Задания:
A: Изложите фрагмент об антипамяти в двух предложениях.
B: Продолжите фрагмент об антипамяти, начав сразу после его последней фразы.

В одном эссе, которое Быков написал примерно в то же время, он дает новое определение советской идеологии воспоминаний: «антипамять». Он утверждает, что «человеческая память о [войне] не только сокращается в своих возможностях — подменяется как бы антипамятью, активно замещается в сознании пропагандистскими стереотипами» [Быков 2020]. Другими словами, воспоминания о прожитом почти полностью замещены, а официальная мифология закрепилась в качестве основного источника знания. Быков использует этот термин примерно в том же смысле, что и исследователь Холокоста Джеффри Хартман, который определяет антипамять как
нечто, что поверхностно напоминает память, например как церемония поминовения на кладбище Битбурга [с участием Рональда Рейгана в 1985 году], однако тяготеет в сторону утоляющей боль, но несущей забвение ритуализации [Hartman 1996: 10].

Записи контуров размеченных областей:
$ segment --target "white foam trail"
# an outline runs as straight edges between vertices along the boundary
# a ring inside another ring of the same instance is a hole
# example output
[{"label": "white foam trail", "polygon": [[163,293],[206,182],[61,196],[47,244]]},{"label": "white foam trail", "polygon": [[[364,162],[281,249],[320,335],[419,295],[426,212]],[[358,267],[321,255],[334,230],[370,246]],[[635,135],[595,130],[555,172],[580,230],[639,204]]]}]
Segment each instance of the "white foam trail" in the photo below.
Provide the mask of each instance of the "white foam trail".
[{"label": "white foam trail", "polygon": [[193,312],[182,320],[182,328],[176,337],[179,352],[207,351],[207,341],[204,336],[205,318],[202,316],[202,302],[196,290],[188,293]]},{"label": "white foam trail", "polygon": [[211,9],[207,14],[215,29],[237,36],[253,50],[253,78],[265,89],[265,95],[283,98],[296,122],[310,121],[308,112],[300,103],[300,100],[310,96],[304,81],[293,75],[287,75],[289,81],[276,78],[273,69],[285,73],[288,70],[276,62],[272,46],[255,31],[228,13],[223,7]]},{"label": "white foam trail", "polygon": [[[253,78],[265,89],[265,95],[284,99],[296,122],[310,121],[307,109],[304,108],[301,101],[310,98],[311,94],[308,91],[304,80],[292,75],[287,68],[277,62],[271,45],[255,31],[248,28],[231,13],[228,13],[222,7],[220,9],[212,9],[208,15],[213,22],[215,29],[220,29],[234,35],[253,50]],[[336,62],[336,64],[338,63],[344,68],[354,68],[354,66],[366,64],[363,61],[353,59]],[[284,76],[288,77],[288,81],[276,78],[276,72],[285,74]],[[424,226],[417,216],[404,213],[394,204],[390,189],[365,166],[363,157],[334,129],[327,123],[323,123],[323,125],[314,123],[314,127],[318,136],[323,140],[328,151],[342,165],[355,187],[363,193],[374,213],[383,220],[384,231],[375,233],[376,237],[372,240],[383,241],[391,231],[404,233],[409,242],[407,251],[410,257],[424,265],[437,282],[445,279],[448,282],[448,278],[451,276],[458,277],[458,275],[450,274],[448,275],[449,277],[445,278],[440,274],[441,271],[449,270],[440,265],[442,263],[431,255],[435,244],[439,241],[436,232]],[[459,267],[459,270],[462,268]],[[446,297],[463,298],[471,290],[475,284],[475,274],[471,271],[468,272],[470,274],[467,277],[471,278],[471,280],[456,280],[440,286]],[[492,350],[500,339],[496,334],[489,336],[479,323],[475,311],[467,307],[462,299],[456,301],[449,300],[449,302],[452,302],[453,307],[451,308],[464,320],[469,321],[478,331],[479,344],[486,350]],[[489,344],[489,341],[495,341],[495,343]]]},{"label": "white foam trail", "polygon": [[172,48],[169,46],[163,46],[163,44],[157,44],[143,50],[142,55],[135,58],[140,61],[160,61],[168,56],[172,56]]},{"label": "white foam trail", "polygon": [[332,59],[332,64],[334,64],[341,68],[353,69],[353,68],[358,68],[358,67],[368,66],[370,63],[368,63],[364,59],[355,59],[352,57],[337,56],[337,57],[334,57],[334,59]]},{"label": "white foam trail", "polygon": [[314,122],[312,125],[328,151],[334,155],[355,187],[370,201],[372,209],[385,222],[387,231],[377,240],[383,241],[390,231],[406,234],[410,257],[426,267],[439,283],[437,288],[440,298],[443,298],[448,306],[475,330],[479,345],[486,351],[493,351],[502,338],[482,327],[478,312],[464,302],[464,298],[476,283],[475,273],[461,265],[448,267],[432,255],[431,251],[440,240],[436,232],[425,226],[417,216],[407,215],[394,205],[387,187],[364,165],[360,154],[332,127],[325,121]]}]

Итоговые ответы:
A: Быков в одном из эссе называет советскую идеологию воспоминаний «антипамятью»: по его словам, человеческая память о войне подменяется пропагандистскими стереотипами, и официальная мифология становится основным источником знания. Этот термин он употребляет примерно в том же смысле, что и исследователь Холокоста Джеффри Хартман, для которого антипамять лишь поверхностно напоминает память и тяготеет к ритуализации, утоляющей боль, но несущей забвение.

B:
Хартман описывает культурные представления о прошлом, которые ставят жирную точку на истории и, таким образом, присваивают себе ее содержание: как следует из выбранного им примера, политическая выгода может бросать тень на невероятно важную роль памяти и траура. В обоих случаях антипамять олицетворяет собой предательство мертвых и обман живых. Антипамять для Быкова — это дискурс неправды, распространяемый авторитарным государством с целью заполучить контроль над угнетенным населением. Хартман, с другой стороны, развивает эту идею как способ отсрочить переживание травмирующего опыта: чисто символическое поминовение такого события, как Холокост, при помощи пустых ритуалов вместо того, чтобы смело встретиться с ужасным прошлым лицом к лицу, не лечит зияющую рану, а лишь кое-как ее залатывает.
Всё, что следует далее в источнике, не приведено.